**Document extract**
>> START

# My husbands fallen in love with an American!



## Tez3 (Oct 28, 2009)

He saw her first yesterday and is pining away for love of her. Okay shes big and powerful, makes a noise that sets his heart racing. I can't get any sense out of him , all he has is this dreamy look in his eyes. I'll just have to wait until he's over it, I can't see them ever getting together, she's too expensive for over here. 
this is the spitting image of her.




Must admit the engine does make a noise that gives you goosebumps lol!


----------



## Xue Sheng (Oct 28, 2009)

Aww just tell him to look at one of these and he should be all better.






Aston Martin V12 Vantage


----------



## MA-Caver (Oct 28, 2009)

>> END

**Exercise goal**
Copy the forum thread above, about a husband smitten with a powerful American car, word for word from start to finish.

**Data records**
>> START

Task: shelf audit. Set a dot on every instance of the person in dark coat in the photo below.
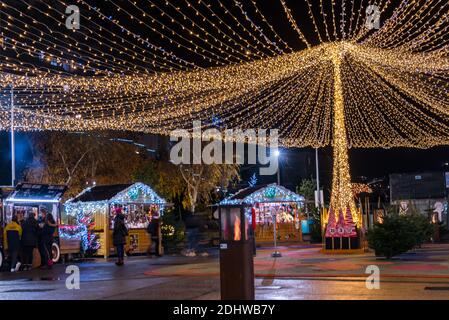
(40, 243)
(119, 236)
(155, 233)
(12, 235)
(47, 238)
(30, 229)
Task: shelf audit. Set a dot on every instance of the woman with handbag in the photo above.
(119, 236)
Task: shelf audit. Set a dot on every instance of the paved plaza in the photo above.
(301, 273)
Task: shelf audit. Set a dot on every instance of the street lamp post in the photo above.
(277, 154)
(13, 151)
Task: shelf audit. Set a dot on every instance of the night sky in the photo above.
(370, 163)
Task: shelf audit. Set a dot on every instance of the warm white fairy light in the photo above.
(357, 88)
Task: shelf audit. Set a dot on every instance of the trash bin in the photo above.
(236, 254)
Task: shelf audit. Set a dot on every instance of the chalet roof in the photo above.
(36, 193)
(119, 193)
(259, 194)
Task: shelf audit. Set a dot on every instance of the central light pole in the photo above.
(276, 253)
(277, 154)
(13, 151)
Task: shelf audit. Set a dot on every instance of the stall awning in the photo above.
(120, 193)
(36, 193)
(262, 194)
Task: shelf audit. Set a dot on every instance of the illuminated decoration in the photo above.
(168, 230)
(139, 193)
(268, 194)
(358, 188)
(85, 211)
(85, 223)
(252, 181)
(346, 86)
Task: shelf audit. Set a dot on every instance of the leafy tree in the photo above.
(307, 190)
(202, 180)
(77, 159)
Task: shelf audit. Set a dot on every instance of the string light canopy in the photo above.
(321, 78)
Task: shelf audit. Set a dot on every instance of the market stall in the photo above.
(93, 211)
(267, 205)
(31, 198)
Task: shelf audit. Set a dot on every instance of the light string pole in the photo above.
(13, 151)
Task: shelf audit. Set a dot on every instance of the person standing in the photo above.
(154, 229)
(12, 235)
(48, 232)
(119, 236)
(30, 229)
(40, 242)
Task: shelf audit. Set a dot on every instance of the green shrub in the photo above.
(398, 234)
(173, 231)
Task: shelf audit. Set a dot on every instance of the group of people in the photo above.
(21, 237)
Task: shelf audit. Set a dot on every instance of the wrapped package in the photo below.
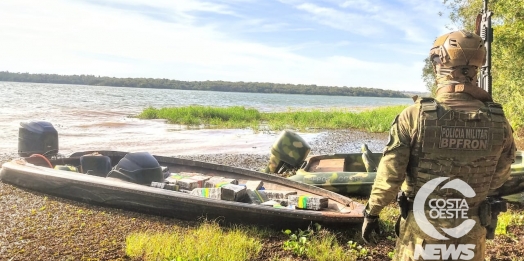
(254, 184)
(163, 185)
(178, 176)
(308, 202)
(279, 194)
(232, 192)
(188, 183)
(214, 193)
(256, 196)
(217, 182)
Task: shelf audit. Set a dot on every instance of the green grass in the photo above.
(205, 243)
(374, 120)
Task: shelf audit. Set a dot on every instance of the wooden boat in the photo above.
(35, 173)
(353, 174)
(346, 174)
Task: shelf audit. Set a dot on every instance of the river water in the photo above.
(100, 117)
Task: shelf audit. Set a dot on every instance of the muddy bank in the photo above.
(36, 226)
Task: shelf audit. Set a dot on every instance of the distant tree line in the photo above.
(221, 86)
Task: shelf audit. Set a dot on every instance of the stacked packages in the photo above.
(253, 192)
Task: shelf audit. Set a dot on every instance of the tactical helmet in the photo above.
(458, 48)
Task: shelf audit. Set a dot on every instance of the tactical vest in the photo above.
(456, 144)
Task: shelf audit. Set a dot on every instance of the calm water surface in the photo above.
(97, 117)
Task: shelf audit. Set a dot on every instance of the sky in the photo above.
(353, 43)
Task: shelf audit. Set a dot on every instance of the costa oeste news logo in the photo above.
(443, 209)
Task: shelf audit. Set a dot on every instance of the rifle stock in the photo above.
(484, 30)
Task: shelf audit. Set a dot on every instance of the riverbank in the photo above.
(36, 226)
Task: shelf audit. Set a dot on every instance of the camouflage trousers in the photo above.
(411, 235)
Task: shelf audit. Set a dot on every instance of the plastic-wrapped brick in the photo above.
(256, 196)
(279, 194)
(231, 192)
(214, 193)
(308, 202)
(254, 184)
(187, 183)
(217, 182)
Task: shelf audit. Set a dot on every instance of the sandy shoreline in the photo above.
(36, 226)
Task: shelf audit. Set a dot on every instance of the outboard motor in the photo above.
(288, 152)
(37, 137)
(138, 167)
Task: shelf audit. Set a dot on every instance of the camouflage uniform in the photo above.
(461, 134)
(412, 157)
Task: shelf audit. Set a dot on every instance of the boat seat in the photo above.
(96, 165)
(138, 167)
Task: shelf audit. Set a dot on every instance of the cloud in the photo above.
(126, 39)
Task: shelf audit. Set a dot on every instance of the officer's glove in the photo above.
(370, 224)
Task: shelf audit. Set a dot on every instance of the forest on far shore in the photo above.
(220, 86)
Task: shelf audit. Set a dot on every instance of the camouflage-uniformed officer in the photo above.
(461, 134)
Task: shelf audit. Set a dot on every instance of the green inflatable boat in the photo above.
(353, 174)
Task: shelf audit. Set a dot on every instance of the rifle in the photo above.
(493, 205)
(484, 30)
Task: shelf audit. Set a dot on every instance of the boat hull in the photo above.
(146, 199)
(346, 174)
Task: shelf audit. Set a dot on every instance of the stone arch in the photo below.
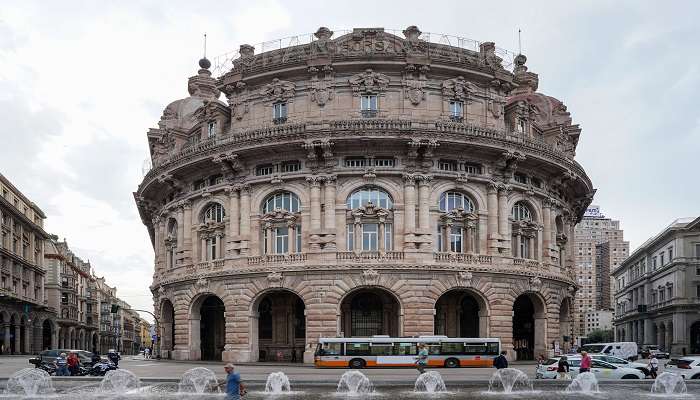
(277, 329)
(370, 310)
(476, 195)
(461, 312)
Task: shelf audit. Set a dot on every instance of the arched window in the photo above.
(214, 213)
(455, 200)
(456, 230)
(362, 197)
(521, 212)
(369, 226)
(281, 223)
(282, 200)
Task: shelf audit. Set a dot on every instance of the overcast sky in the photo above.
(81, 83)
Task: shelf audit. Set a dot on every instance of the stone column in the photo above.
(424, 203)
(409, 221)
(492, 218)
(329, 214)
(315, 211)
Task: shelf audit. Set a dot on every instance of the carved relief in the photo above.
(368, 82)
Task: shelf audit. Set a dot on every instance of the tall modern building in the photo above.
(358, 184)
(600, 248)
(658, 290)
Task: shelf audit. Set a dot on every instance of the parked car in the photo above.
(626, 350)
(49, 356)
(601, 369)
(619, 362)
(688, 367)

>> END

**The answer**
# My husbands fallen in love with an American!



## Tez3 (Oct 28, 2009)

He saw her first yesterday and is pining away for love of her. Okay shes big and powerful, makes a noise that sets his heart racing. I can't get any sense out of him , all he has is this dreamy look in his eyes. I'll just have to wait until he's over it, I can't see them ever getting together, she's too expensive for over here. 
this is the spitting image of her.




Must admit the engine does make a noise that gives you goosebumps lol!


----------



## Xue Sheng (Oct 28, 2009)

Aww just tell him to look at one of these and he should be all better.






Aston Martin V12 Vantage


----------



## MA-Caver (Oct 28, 2009)